— Excerpted text —
## Start

The PM will return to a country where the flagging economy is running out of the resources it needs to grow

Prime Minister Jacinda Ardern will almost  certainly  have  earned  a  bounce  upwards  in  her party’s  polling after  her mission  in  Europe, where,  as a  result of  her  “Captain’s  Call”,  New Zealand  has  accepted  the  terms  of  the  EU free  trade  deal.

The  outcome is   positive  for  some  sectors, though  not for  the  dairy  and  meat  producers. NZ’s  negotiating team,  led   by  the  redoubtable  Vangelis Vitalis,  did  a  remarkable  job in securing  as  much  as  they  did,  but  the  disappointment  over  the  lack of  any  significant gains  for the  dairy  and  meat  industries   could have  justified  the  government  flagging  it  away.

If   the  plaudits  for  the  government  are somewhat muted, it’s on the  home  front that black   clouds   have been  gathering.

Those  may dull  the  homecoming  for  Ardern after she engages in more trade-related talks in Australia.  The  reports   on  the  economy awaiting her are  downbeat, if not chilling.

Take  for   example  the latest  ANZ   Business Outlook   and   the  Q2 Quarterly Survey of Business Opinion (QSBO). They display similar themes:  activity indicators are weak; cost and pricing intentions are far too high, capacity constraints are acute (an inflation intensification story); employment intentions are faring a little better than most indicators.

The  ANZ Bank’s  team says that for broader economic momentum, it seems the only way from here is down.

## End

— Record extracts —
## Start

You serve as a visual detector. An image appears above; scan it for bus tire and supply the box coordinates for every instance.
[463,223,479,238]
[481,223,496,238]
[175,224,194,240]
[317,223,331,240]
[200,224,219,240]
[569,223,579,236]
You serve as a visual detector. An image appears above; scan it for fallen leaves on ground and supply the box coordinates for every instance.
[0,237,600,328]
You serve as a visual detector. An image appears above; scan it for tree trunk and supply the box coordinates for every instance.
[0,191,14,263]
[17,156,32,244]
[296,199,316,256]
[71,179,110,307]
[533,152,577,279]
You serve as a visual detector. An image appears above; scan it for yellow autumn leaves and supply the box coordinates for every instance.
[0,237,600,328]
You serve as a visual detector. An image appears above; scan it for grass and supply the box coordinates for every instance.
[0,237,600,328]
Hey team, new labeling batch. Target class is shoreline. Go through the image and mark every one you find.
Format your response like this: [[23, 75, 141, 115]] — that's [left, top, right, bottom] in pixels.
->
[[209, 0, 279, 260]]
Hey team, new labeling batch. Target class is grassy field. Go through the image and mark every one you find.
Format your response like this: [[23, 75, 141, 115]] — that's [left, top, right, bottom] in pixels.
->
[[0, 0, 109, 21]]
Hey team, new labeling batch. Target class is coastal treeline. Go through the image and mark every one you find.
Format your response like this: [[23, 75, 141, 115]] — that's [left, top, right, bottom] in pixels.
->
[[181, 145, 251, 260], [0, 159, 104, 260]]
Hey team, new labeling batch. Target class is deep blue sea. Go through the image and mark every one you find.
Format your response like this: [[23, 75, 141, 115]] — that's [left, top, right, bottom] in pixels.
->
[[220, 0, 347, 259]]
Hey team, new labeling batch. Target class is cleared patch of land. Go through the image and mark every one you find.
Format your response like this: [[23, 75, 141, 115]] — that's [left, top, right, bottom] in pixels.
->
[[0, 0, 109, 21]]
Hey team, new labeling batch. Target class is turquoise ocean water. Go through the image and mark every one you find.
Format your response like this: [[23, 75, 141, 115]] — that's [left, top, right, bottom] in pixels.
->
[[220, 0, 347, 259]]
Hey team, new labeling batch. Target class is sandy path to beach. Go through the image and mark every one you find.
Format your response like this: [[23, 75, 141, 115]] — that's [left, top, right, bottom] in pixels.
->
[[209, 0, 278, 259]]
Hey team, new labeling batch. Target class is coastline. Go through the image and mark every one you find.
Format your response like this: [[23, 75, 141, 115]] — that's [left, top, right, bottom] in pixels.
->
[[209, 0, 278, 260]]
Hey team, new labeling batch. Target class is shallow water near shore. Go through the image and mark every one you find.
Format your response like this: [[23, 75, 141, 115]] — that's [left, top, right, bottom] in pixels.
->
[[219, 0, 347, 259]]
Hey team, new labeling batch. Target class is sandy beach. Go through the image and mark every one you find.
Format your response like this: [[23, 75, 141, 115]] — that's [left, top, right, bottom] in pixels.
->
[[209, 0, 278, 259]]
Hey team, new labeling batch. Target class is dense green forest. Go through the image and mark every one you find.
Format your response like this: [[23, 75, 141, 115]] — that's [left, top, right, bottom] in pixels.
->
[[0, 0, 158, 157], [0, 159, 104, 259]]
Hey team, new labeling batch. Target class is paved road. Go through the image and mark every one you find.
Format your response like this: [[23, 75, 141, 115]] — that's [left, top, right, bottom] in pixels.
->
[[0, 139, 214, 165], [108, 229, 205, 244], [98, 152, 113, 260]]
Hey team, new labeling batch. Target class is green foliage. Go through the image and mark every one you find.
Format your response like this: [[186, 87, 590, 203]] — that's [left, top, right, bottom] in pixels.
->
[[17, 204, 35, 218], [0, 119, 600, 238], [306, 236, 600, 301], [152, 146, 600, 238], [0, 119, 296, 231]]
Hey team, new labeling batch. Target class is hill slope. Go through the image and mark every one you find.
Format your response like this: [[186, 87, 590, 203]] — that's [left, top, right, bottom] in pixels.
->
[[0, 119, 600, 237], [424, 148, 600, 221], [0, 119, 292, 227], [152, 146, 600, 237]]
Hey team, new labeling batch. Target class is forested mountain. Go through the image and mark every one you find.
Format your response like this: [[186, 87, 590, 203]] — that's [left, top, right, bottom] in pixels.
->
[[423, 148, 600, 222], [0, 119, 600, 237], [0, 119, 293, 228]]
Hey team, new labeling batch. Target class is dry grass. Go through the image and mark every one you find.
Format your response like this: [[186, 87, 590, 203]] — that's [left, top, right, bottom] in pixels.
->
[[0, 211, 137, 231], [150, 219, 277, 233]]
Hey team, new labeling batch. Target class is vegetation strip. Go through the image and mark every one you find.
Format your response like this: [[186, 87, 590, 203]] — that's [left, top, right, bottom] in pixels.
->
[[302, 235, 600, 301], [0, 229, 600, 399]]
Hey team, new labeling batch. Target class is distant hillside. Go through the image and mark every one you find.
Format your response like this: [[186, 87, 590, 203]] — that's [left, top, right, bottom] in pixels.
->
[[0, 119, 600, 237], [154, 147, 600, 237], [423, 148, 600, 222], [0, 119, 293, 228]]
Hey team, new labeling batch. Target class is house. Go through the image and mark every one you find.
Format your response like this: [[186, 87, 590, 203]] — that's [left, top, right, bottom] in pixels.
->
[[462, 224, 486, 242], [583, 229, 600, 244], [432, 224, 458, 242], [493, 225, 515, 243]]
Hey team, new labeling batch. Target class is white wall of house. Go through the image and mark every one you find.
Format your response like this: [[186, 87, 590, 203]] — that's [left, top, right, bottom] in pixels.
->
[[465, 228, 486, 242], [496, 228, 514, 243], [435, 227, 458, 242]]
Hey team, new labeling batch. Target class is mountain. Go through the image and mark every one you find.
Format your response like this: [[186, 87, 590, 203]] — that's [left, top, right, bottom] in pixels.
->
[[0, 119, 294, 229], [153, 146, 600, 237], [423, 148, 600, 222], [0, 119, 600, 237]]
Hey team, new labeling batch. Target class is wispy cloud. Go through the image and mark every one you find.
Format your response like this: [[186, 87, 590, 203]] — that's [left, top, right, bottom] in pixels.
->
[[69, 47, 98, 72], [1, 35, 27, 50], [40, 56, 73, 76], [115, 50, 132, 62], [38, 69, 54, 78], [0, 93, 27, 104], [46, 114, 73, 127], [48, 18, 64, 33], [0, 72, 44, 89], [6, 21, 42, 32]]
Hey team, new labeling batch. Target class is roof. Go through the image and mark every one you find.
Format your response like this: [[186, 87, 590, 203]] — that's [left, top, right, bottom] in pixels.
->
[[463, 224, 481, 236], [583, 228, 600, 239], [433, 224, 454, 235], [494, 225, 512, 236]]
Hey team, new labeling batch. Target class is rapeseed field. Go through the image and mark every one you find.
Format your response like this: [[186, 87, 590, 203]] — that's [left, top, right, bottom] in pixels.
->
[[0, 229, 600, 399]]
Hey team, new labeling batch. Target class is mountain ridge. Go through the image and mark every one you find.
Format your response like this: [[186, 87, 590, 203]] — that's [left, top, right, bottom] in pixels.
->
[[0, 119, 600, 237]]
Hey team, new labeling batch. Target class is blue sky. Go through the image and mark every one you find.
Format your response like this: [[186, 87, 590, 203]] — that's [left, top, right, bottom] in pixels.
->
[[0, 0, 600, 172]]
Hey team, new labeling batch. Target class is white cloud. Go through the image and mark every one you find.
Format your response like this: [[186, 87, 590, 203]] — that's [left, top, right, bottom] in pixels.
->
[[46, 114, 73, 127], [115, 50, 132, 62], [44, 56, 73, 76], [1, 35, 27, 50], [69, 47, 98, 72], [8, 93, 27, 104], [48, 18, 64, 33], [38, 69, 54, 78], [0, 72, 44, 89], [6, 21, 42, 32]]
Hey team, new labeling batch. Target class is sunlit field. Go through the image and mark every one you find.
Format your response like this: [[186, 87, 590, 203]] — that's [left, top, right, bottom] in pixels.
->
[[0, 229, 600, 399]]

## End

— Prompt —
List every theme that the article on New Zealand's economy says the ANZ Business Outlook and the QSBO share. The data is separate material that has nothing to do with the article.

— Task response —
- Activity indicators are weak.
- Cost and pricing intentions are far too high.
- Capacity constraints are acute.
- Employment intentions are faring a little better than most indicators.